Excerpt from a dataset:
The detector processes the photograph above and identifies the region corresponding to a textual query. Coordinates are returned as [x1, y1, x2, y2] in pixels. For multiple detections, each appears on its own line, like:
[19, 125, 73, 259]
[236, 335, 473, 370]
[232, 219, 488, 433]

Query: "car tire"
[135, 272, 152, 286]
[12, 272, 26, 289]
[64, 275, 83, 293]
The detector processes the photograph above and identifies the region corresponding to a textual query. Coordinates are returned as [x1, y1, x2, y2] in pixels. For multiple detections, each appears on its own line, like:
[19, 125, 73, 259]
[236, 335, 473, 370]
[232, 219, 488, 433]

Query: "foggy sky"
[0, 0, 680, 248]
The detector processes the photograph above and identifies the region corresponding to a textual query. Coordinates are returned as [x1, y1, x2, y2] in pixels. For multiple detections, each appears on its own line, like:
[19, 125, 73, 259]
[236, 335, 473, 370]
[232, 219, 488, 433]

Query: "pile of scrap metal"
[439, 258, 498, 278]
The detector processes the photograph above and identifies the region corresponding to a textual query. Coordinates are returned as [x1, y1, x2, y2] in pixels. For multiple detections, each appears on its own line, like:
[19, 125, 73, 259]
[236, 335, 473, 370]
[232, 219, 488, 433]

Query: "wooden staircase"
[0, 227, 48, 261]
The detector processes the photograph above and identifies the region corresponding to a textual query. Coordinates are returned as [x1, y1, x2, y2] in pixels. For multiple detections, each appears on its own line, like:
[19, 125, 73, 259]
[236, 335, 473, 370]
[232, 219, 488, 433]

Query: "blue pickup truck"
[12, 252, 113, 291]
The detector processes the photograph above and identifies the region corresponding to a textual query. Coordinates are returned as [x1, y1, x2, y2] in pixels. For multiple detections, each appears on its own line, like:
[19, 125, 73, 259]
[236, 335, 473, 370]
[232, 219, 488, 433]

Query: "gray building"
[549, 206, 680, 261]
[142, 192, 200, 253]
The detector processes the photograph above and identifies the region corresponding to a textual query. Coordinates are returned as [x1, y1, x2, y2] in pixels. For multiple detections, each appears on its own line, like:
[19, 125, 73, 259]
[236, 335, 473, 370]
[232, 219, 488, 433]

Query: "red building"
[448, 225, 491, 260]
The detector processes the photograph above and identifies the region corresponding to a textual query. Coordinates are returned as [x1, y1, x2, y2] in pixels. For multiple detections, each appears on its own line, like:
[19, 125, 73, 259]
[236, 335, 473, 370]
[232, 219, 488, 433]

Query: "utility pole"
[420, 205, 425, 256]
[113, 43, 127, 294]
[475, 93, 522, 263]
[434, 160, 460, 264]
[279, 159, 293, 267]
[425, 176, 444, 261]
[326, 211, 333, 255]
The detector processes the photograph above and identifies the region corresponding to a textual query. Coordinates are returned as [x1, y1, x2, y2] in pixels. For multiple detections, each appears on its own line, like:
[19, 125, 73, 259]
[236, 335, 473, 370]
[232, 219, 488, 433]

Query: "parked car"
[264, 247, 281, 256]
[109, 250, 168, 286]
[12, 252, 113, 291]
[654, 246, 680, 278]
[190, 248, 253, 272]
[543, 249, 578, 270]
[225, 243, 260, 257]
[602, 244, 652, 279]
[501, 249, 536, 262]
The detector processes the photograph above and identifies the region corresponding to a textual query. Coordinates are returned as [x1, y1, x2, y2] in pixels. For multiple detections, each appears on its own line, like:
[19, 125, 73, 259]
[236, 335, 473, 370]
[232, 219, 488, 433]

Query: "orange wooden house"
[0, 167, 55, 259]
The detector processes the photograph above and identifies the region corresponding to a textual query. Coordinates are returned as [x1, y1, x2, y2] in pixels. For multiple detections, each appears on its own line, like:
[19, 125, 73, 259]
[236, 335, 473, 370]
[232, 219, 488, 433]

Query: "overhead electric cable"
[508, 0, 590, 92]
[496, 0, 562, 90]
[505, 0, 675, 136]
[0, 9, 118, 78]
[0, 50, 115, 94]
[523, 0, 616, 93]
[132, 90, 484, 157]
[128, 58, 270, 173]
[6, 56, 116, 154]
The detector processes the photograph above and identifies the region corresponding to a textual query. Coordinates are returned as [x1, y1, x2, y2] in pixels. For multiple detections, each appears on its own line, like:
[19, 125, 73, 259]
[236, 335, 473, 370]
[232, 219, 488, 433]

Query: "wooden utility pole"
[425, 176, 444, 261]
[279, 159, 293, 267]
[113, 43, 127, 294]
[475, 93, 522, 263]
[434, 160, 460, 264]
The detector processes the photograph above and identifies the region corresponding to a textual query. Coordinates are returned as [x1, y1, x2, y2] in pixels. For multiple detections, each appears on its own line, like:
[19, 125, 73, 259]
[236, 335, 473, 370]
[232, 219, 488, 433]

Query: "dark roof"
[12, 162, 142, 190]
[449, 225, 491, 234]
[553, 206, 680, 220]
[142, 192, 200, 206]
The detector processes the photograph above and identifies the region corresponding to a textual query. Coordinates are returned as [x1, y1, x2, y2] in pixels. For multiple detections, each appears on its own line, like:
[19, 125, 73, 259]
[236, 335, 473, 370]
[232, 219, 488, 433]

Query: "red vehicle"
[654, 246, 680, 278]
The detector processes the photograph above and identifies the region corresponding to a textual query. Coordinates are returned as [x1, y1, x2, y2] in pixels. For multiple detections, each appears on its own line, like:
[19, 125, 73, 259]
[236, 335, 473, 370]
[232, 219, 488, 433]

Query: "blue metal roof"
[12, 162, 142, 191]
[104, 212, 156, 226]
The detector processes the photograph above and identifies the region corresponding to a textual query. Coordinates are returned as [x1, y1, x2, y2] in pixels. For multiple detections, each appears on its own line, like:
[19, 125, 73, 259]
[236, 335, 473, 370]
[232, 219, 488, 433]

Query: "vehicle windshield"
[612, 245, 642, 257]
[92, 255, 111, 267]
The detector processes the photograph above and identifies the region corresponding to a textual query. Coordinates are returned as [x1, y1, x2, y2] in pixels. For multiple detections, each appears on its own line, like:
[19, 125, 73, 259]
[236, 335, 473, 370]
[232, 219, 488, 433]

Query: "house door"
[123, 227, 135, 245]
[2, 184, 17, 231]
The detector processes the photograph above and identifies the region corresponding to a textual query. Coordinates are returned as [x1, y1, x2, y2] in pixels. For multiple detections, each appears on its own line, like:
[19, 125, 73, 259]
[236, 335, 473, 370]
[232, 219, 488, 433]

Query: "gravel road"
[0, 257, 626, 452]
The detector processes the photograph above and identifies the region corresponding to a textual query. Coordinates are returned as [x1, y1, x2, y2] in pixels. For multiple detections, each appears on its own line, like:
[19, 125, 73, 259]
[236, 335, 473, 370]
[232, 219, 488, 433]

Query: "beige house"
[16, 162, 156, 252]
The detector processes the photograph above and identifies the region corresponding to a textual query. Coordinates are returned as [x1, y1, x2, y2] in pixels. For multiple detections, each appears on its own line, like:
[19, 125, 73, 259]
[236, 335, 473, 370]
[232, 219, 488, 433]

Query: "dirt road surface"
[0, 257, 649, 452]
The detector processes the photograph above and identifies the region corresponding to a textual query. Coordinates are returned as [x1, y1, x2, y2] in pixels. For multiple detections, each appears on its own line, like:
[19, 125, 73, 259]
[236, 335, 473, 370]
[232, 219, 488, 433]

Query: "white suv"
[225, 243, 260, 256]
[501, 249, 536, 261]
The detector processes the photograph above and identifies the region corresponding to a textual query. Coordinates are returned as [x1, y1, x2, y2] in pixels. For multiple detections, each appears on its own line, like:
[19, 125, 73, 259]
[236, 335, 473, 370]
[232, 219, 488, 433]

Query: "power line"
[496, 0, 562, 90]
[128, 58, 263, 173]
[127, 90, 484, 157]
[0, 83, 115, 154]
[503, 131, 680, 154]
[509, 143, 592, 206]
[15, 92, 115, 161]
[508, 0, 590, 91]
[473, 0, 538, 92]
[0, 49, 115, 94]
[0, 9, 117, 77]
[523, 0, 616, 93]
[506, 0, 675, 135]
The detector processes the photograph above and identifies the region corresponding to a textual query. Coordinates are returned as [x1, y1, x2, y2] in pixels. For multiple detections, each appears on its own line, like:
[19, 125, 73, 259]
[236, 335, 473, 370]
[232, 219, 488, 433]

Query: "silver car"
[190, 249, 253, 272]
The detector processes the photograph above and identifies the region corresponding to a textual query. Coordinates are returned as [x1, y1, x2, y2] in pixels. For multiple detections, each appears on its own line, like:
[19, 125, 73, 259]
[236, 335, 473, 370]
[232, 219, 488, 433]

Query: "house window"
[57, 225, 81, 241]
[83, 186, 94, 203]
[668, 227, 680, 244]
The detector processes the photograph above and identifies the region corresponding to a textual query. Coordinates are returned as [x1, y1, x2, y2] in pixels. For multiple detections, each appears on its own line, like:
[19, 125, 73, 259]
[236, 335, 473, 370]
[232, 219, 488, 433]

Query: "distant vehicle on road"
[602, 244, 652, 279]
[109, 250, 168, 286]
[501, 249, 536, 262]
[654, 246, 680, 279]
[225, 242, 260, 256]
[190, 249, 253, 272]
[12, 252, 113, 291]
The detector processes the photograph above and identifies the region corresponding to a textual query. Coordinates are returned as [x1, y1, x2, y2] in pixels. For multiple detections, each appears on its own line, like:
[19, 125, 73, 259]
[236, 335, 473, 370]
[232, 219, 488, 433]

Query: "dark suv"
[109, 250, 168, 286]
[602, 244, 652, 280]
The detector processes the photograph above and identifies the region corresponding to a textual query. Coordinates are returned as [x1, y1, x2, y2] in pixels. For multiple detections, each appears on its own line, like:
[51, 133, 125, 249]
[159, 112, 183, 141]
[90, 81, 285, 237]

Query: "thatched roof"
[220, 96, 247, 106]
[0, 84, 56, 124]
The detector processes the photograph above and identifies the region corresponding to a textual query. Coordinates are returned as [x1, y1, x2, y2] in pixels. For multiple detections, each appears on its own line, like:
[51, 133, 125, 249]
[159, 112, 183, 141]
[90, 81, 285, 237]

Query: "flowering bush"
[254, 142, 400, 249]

--- Work to do ---
Find every line in the records above that contains the string "house", and copy each one. Treat uppercase and lowercase letters as different.

--- Result of this exercise ---
Query: "orange wooden house"
Query: "house door"
Query: "beige house"
Query: "house window"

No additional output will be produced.